(Entries from a dataset)
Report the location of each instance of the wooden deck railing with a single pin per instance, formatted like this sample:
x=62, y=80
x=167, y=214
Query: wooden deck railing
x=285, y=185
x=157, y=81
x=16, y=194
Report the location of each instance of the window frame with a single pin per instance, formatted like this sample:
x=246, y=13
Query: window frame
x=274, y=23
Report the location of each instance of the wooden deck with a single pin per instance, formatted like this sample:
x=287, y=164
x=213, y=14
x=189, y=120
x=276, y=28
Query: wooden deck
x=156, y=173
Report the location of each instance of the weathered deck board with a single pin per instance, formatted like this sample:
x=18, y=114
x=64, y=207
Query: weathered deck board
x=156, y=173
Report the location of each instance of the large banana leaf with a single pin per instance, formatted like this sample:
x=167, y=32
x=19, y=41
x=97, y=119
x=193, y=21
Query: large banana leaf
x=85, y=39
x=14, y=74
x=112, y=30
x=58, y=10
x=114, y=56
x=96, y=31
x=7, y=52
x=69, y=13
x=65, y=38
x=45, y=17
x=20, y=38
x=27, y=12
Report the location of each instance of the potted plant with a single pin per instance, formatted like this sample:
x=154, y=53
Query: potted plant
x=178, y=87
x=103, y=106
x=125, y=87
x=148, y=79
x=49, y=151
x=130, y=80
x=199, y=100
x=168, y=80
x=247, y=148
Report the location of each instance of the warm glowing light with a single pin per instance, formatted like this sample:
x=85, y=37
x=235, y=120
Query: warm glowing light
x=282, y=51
--
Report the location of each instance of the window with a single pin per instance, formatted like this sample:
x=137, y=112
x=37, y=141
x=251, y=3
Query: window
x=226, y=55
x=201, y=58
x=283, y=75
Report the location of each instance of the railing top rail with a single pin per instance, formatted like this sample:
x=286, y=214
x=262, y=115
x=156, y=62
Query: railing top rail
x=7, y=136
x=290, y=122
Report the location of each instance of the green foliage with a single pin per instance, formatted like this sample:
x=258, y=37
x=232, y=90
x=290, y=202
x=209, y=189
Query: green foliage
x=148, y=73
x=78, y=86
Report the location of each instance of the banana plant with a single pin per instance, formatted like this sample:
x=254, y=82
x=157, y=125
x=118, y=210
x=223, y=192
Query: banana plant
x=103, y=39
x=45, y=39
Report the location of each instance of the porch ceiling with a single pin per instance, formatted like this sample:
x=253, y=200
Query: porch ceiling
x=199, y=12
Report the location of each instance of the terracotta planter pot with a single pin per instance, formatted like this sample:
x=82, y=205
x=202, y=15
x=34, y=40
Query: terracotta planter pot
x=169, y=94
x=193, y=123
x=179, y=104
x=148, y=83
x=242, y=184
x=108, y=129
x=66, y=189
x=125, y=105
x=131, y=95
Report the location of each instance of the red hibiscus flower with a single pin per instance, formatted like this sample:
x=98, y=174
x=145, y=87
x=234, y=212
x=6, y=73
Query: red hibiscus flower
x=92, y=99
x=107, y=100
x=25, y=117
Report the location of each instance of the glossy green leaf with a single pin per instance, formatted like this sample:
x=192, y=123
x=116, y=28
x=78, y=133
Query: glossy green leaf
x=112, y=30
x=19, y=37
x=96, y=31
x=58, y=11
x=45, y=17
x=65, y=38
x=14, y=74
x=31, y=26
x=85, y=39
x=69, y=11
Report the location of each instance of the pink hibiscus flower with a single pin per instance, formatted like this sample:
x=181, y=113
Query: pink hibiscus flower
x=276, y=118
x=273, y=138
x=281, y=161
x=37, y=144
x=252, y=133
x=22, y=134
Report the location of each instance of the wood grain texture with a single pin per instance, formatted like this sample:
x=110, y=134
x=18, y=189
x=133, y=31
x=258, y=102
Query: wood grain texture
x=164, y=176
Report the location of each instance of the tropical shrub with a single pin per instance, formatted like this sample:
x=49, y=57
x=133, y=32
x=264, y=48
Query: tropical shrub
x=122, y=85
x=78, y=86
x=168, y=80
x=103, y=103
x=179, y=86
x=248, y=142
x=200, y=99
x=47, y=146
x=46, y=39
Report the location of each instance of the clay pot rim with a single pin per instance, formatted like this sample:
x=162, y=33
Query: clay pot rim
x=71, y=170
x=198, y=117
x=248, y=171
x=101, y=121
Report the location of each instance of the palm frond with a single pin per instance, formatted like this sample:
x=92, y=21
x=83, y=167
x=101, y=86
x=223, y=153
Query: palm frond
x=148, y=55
--
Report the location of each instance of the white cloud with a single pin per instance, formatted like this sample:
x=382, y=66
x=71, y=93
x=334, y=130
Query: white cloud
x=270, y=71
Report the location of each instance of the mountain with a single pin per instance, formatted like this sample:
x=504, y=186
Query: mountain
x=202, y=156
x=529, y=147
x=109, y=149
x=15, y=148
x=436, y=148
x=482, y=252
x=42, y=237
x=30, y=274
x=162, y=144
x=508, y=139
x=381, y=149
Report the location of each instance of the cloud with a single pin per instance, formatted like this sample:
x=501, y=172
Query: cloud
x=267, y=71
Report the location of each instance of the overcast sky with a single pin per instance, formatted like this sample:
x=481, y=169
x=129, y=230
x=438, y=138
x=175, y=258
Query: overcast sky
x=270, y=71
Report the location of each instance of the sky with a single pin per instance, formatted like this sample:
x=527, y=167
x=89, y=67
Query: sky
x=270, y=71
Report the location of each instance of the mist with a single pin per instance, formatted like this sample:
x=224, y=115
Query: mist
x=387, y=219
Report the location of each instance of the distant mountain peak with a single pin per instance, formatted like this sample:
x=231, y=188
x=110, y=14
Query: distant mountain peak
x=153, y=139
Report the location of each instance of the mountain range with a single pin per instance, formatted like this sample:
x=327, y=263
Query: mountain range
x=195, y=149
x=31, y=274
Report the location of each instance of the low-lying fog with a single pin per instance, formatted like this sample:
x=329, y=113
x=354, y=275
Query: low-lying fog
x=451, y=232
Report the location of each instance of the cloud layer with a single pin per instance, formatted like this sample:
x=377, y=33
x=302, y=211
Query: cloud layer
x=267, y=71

- **Brief**
Copy verbatim the lines of the entries, starting at the line containing "Report the location of each instance of the pink" and ending at the line containing "x=164, y=176", including both of those lines.

- **Exercise answer**
Report the location of each instance of the pink hibiscus flower with a single pin per instance, formatted like this sample:
x=181, y=113
Query: pink hibiscus flower
x=276, y=118
x=273, y=138
x=281, y=161
x=37, y=144
x=252, y=133
x=22, y=134
Report the location of each instance of the wood grain texture with a single pin per instance, formatted like this sample:
x=110, y=134
x=18, y=189
x=133, y=31
x=258, y=102
Query: wood grain texture
x=164, y=176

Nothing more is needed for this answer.